Data listing:
"""
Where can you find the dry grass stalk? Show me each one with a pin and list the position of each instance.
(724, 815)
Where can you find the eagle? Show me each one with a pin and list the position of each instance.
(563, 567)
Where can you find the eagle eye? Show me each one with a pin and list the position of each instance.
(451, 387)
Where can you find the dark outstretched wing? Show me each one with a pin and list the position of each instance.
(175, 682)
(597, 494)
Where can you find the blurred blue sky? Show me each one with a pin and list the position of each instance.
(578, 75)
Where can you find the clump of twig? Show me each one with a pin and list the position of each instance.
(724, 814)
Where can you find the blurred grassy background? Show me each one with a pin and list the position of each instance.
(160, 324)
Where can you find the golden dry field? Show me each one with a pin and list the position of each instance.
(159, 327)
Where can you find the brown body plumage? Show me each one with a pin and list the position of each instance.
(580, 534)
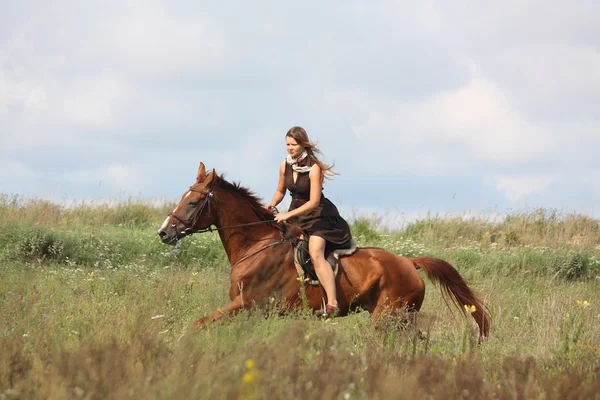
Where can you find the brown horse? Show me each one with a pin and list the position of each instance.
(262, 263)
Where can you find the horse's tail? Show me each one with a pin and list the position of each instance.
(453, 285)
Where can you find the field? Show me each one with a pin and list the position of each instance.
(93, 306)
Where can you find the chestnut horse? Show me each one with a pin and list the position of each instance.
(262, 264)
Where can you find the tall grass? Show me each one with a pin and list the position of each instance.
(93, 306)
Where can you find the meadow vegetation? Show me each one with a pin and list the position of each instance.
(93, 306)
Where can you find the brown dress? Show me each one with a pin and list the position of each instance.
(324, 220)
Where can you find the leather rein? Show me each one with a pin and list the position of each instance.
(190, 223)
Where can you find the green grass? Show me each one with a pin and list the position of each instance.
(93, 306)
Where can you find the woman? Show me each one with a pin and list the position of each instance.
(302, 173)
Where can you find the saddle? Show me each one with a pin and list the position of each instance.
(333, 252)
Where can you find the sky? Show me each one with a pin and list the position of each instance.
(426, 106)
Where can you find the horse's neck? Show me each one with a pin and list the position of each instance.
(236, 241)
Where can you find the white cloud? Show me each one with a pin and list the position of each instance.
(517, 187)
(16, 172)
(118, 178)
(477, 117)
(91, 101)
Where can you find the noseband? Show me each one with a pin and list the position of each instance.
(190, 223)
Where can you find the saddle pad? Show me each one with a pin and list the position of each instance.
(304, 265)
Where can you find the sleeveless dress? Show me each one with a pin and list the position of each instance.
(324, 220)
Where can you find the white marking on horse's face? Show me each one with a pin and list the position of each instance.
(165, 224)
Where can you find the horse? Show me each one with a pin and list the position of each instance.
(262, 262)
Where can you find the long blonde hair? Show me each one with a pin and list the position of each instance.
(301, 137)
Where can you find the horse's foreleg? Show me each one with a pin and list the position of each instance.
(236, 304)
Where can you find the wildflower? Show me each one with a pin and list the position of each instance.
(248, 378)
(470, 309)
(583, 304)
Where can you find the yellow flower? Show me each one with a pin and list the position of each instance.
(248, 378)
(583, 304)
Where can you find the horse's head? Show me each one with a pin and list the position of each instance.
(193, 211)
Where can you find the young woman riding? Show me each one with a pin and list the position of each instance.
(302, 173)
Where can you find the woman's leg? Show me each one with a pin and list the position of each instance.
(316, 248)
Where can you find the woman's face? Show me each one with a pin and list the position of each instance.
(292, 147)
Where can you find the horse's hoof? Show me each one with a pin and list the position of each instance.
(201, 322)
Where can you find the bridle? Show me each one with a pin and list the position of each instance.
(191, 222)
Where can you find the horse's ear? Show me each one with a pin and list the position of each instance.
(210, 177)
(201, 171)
"""
Written problem: Skip every picture and transcribe the data above exactly.

Written response:
Where can you find the dry grass stalk? Show me each one with a pin and list the position of each instance.
(724, 815)
Where can you find the eagle? Show me each one with a pin and list the position of each instance.
(563, 567)
Where can you find the eagle eye? Show me each one with a pin and list the position of each instance.
(451, 387)
Where can you find the dark outstretched wing? Show me each one with a pin and list the position of each instance.
(175, 682)
(597, 494)
Where can you find the blurred blue sky? Show me each one with a pin and list the position of each instance.
(578, 75)
Where can you find the clump of twig? Show me each one with a pin and list the position of each instance.
(724, 814)
Where can you find the blurred grassy background? Show me each one with a pin and list the position of each instance.
(160, 324)
Where can you find the golden dry field? Show me each one with a pin and list the position of each instance.
(159, 327)
Where can you find the brown body plumage? Show me each one with a pin and list the position of each instance.
(580, 534)
Where can you find the brown horse? Show me each one with a pin and list the position of each instance.
(262, 263)
Where can you find the horse's tail? Show me each one with a pin and list the position of each instance.
(453, 285)
Where can you find the field? Show me each one with a pin and list the position of each instance.
(93, 306)
Where can you find the chestnut horse? Show me each one with a pin and list the position of each instance.
(262, 264)
Where can you find the tall grass? Show me each one with a pin and list the position of each instance.
(93, 306)
Where can you find the meadow vegetation? Show me each one with a pin and list the position of each instance.
(93, 306)
Where can you find the brown dress? Show me each one with a pin and list the position of each instance.
(324, 220)
Where can you find the leather rein? Show me each one with a pin and list the position of each instance.
(190, 223)
Where can you find the green grass? Show me each one with a pin and list the position of each instance.
(93, 306)
Where can you find the woman? Show me each one with a pin and list the position of each instance.
(302, 173)
Where can you find the saddle? Show me each one with a pin and list the position of each instance.
(333, 252)
Where can you find the sky? Show me each one with a pin and list the position of each instance.
(426, 106)
Where can you find the horse's neck? Show me each one with a pin and list the position of each instance.
(236, 241)
Where can you find the white cloud? Show me each one with a pin and list the position of each instance.
(517, 187)
(16, 172)
(118, 178)
(477, 117)
(91, 101)
Where can you find the noseband? Show me each one with a pin and list the position of each instance.
(190, 223)
Where can you find the saddle pad? Show me each one with a pin and list the position of each instance.
(304, 265)
Where can you find the sleeveless dress? Show me each one with a pin and list the position of each instance.
(324, 220)
Where can you find the white marking on horse's face? Show me each one with a pin and list the position of each instance.
(165, 224)
Where can you find the horse? Show me each one with a pin and list the position of each instance.
(262, 262)
Where can you find the long blonde hair? Show me each one with a pin and list the position of each instance.
(301, 137)
Where can you find the horse's foreleg? Show me each one with a pin and list the position of each instance.
(236, 304)
Where can you find the wildflower? Show me each one with a pin and list the position of each instance.
(248, 378)
(470, 309)
(583, 304)
Where can you find the yellow flower? Show me each one with a pin and list the position of each instance.
(248, 378)
(583, 304)
Where can you find the horse's head? Show me each one with a pin and list the position of each instance.
(193, 211)
Where can you find the young woman riding? Show me each one with a pin and list the position of each instance.
(302, 173)
Where can you find the woman's leg? Show me each one with a pin and list the position of each instance.
(316, 248)
Where can you find the woman's face? Show me each one with a pin and list the position of each instance.
(292, 147)
Where can you find the horse's hoof? Show me each one with a pin and list the position of each instance.
(201, 322)
Where can you find the bridle? Show me each one with a pin and list the position of each instance.
(191, 222)
Where can you find the horse's ear? Show me each one with a pin and list the position of each instance.
(210, 177)
(201, 171)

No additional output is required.